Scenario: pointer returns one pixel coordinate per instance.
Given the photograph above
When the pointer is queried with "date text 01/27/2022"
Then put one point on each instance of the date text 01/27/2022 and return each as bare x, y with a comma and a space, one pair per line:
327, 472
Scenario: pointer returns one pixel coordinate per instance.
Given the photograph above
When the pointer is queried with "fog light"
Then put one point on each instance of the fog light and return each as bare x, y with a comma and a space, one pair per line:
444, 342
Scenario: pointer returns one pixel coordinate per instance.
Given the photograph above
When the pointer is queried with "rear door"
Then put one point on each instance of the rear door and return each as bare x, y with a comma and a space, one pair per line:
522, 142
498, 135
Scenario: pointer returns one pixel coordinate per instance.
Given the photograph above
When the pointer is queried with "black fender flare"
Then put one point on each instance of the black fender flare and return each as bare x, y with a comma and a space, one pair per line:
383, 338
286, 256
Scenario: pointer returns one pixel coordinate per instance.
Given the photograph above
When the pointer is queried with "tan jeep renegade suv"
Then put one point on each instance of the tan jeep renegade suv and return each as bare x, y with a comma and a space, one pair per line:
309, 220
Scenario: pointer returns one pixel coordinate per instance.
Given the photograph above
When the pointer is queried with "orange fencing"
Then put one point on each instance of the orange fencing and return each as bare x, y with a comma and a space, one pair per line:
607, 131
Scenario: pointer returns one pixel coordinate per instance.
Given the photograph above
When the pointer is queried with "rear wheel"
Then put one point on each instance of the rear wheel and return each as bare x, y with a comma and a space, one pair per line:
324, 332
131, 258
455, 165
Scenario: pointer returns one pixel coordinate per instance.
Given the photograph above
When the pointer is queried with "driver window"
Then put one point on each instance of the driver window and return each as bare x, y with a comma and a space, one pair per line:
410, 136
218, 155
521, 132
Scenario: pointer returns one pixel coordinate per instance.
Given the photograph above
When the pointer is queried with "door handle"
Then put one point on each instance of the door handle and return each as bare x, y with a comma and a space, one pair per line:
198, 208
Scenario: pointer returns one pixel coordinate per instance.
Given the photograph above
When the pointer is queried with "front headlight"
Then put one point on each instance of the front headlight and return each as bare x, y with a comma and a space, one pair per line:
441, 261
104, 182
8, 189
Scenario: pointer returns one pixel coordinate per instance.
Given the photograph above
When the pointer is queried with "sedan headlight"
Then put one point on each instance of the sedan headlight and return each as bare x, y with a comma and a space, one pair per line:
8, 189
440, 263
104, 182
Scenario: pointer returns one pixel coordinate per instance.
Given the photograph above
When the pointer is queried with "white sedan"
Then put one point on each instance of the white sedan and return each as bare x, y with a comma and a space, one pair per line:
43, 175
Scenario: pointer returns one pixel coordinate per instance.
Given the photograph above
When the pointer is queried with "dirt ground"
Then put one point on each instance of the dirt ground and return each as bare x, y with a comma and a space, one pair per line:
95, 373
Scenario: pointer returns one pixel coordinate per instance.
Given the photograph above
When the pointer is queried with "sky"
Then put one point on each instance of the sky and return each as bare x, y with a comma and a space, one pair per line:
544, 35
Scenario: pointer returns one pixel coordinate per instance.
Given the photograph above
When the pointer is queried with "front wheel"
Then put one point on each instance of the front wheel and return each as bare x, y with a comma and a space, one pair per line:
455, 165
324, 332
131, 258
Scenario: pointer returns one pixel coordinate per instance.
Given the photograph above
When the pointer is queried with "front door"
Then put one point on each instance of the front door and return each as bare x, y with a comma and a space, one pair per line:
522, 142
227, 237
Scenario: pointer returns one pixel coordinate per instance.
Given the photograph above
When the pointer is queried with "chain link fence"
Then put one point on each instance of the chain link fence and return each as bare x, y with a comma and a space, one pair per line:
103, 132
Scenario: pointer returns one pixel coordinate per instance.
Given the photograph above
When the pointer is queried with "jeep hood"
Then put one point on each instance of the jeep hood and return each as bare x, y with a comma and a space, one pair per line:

■ INSTRUCTION ■
Retype every entry word for word.

■ WRITTEN SOLUTION ■
Scenario: pointer returns one pixel coordinate per instance.
Given the photograph above
When the pointer is queried with "date text 01/27/2022"
Then put one point on each instance of the date text 01/27/2022 and return each as bare x, y with a comma and a space, one pair per line:
327, 472
Scenario: pointer returns one pixel coordinate per instance.
Given the photograph above
When the pointer is queried with "fog light"
Then put one point on each instance of the fog light and return each as bare x, y with a comma and a space, one pair per line:
444, 342
Scenario: pointer returns one pixel coordinate per instance.
Given the photograph above
When the pointer is queried with "rear door"
Then put one point on each instance of the rear door and return each as bare x, y with a comma and a space, one pair per line:
522, 142
498, 135
Scenario: pointer returns one pixel coordinate per instance.
Given the photograph above
When the pointer is queried with "black fender flare"
Then put one point on each instance of the black fender flare and return each as bare x, y with a comma and a space, one pair per line:
383, 338
286, 256
Scenario: pointer returns one pixel coordinate per instance.
Given the photograph above
When the pointer is queried with "tan jeep renegade suv"
Then put one point on each instance of the tan jeep renegade suv and return each as bare x, y with a comma and a space, one pair per line:
309, 220
Scenario: pointer returns one pixel coordinate per instance.
Given the photograph above
When the pointer is queried with "orange fencing"
Then put one point on each instance of the orange fencing and return each as bare x, y with a comma and a space, one pair per line:
607, 131
Scenario: pointer returns one pixel coordinate per instance.
Given the photograph above
When the pointer is queried with "rear wheel"
Then put one point on each instance of the rear wheel and return each as bare x, y with a comma and a space, one pair per line:
324, 332
131, 258
455, 165
Scenario: pointer returns one pixel coordinate per instance.
Given the photograph above
When the pointer is queried with "driver window"
Then put one point on each instance of the driver window and return each as bare x, y with a comma and a space, one pair per line:
410, 136
218, 155
521, 132
Scenario: pointer returns one pixel coordinate per instance.
Given the photograph above
When the pointer is queried with "door handle"
Then put one point on each instance of the door handle and return each as bare x, y with a comma and a space, one pair per line:
198, 208
Scenario: pointer returns one pixel coordinate per instance.
Given the photograph above
When the pointer is queried with "front headlight"
Then put one point on each instance of the front headlight and return each as bare x, y with a comma and a space, one pair per line:
441, 261
104, 182
8, 189
Scenario: pointer returns one pixel coordinate per instance.
Given the photograph above
When the pointer is queried with "sedan headlight"
Then put one point on each instance of the sedan headlight and return each as bare x, y with a comma and a space, one pair per line:
8, 189
440, 263
104, 182
Scenario: pointer returns one pixel coordinate per instance.
Given the photograph above
When the pointer is queried with "white sedan"
Then put one point on each instance of the white sedan and return each as bare x, y with a comma and a space, one pair per line:
43, 175
Scenario: pointer returns one pixel coordinate per instance.
Given the photograph above
When the pointer is queried with "dirt ground"
Then put one point on each instance of the dirt ground and return each as bare x, y with a comma and a space, one pair per line:
95, 373
Scenario: pointer returns one pixel coordinate per instance.
Given the photograph above
When the pointer is queried with "sky"
Then put one point on each instance of the sky and return each as bare x, y with a comma and a space, one pair per line:
544, 35
Scenario: pointer returns one pixel coordinate per instance.
Given the photograph above
When the pointer is queried with "front wheel"
Then put one point on each instance of the front wheel and return each as bare x, y with a comma and a space, one pair per line:
455, 165
324, 332
131, 258
Scenario: pointer returns one pixel coordinate per instance.
Given the photograph above
When the pointer is queried with "front door"
Then put one point on each instance of the front door and return each as bare x, y with a comma and a space, one pair per line:
522, 142
227, 237
Scenario: pointer returns one pixel coordinate per instance.
Given the photograph above
When the pointer is queried with "chain link fence"
Then put one point on each instance of the chain link fence and return each as bare x, y with a comma and a space, one pair per line:
103, 132
Scenario: pointer returns one pixel coordinate per instance.
Given the photograph above
When the pointer is queried with "jeep hood"
Then put one point on each instance of the jeep hood and return each as bare x, y with a comma and a space, one pair per line:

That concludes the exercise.